*Problem to work on:*
Read through the data, and wherever a line holds the word "conifer", write that line out.

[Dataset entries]
━━━━━━━━

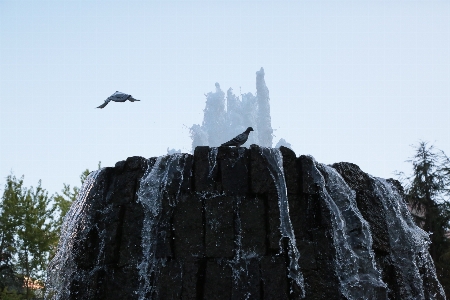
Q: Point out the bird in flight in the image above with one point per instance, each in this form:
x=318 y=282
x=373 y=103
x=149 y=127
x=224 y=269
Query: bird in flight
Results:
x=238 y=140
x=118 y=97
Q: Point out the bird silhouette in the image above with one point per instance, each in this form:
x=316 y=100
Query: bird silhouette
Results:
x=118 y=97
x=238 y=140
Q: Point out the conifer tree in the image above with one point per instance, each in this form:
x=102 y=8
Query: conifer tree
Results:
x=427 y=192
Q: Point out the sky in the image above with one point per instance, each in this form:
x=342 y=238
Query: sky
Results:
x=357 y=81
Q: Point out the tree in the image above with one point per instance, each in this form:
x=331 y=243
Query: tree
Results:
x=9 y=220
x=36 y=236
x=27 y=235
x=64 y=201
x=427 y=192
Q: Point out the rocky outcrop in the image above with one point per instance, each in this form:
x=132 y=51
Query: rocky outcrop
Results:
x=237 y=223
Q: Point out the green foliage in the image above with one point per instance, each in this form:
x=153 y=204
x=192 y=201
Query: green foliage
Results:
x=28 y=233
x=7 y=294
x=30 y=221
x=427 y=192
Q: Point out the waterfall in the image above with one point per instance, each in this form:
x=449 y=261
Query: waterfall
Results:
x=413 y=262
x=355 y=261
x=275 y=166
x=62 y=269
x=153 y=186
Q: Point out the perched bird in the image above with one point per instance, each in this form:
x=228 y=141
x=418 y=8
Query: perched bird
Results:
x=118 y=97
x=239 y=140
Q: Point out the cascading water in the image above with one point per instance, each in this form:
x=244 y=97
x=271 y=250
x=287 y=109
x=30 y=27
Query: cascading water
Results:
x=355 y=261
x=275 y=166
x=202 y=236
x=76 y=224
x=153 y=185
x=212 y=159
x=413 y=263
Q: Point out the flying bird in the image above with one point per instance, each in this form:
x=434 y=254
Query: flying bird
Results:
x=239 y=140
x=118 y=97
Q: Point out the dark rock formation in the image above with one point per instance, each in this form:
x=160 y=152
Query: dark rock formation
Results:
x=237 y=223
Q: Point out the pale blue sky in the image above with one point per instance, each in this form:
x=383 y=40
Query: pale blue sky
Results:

━━━━━━━━

*Solution to the exercise:*
Q: Point out the conifer tree in the image above with one point per instance, each in this form:
Query: conifer tree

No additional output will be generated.